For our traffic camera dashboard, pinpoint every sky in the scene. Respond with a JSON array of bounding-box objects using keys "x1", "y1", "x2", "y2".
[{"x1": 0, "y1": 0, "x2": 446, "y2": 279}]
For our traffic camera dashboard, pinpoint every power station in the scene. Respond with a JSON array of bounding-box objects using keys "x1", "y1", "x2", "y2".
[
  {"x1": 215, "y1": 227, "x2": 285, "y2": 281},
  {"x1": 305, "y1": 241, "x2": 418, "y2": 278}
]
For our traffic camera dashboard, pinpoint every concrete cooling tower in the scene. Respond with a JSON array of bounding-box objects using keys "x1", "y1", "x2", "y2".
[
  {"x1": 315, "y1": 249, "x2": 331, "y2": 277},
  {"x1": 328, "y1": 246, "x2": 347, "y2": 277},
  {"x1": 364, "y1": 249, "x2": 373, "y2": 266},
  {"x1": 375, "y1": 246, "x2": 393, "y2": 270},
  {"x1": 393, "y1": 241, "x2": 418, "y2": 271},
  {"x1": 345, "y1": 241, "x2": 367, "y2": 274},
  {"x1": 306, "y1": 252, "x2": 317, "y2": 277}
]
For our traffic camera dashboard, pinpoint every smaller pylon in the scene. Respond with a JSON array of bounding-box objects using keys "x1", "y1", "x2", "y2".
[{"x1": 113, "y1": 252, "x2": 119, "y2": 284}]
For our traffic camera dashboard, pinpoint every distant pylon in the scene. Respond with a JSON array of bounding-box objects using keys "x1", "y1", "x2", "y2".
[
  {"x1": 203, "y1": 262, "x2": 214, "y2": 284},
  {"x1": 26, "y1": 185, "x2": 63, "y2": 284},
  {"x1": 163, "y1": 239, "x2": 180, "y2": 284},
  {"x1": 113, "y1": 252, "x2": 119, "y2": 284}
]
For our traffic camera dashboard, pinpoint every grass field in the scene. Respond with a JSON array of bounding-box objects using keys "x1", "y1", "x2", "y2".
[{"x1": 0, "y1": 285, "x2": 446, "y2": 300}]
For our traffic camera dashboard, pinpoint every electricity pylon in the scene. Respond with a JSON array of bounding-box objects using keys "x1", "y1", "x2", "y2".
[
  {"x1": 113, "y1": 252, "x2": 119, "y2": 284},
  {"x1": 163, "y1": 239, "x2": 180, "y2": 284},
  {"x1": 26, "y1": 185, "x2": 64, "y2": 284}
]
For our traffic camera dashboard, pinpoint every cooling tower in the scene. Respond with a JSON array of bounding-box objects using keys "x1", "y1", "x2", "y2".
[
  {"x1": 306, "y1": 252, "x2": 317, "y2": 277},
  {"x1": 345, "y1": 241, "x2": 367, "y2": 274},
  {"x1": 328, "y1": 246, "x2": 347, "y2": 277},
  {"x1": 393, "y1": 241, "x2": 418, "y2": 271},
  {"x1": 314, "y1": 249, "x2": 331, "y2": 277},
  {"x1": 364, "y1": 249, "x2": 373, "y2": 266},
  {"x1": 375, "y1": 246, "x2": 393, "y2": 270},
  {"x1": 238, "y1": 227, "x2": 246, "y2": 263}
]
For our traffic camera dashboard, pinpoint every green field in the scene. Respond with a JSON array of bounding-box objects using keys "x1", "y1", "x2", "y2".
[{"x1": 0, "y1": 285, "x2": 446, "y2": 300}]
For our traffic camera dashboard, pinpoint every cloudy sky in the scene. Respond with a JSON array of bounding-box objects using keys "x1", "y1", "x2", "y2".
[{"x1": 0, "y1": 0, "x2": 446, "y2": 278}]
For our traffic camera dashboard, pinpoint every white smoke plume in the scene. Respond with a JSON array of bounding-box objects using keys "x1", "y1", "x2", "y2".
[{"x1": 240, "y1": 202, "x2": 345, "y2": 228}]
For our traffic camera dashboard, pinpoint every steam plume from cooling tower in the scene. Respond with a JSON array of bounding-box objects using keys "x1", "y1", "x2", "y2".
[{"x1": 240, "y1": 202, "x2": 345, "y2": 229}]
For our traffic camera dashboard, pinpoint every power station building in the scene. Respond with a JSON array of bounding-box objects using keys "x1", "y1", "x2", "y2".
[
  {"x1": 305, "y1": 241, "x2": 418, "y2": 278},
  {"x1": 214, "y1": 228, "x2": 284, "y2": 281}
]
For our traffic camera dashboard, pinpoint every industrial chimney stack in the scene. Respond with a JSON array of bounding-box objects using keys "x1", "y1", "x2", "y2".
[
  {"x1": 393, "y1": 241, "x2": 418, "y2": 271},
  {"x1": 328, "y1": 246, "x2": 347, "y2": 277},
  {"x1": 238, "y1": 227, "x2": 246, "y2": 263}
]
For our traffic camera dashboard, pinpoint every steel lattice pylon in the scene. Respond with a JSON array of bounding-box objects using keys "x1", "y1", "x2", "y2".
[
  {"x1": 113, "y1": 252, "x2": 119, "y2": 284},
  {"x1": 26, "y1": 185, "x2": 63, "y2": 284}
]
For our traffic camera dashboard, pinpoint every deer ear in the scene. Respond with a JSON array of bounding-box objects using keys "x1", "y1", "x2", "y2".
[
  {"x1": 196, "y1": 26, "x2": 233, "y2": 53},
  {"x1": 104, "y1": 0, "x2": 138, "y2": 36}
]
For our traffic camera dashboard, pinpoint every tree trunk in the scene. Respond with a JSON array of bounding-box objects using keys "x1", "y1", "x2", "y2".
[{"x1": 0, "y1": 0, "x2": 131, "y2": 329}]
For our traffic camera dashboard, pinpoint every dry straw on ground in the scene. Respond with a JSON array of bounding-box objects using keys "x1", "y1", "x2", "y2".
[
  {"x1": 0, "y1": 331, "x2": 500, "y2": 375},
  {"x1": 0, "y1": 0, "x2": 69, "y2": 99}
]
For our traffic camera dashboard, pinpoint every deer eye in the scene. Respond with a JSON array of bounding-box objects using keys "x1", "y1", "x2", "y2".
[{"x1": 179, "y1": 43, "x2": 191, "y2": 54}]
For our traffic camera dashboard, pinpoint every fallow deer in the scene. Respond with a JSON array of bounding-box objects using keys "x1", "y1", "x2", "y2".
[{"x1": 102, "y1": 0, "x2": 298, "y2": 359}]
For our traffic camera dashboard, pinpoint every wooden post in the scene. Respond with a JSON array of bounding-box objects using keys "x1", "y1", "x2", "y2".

·····

• [STATED PROBLEM]: Show every line of the entries above that contains the string "plume", matching case exactly.

• [WRITTEN RESPONSE]:
For our traffic camera dashboard, pinpoint every white smoke plume in the scene. Respond with a JSON array of bounding-box objects using keys "x1", "y1", "x2", "y2".
For our traffic camera dashboard, pinpoint every steam plume from cooling tower in the scene. Respond with a JSON array of bounding-box objects using keys "x1", "y1", "x2", "y2".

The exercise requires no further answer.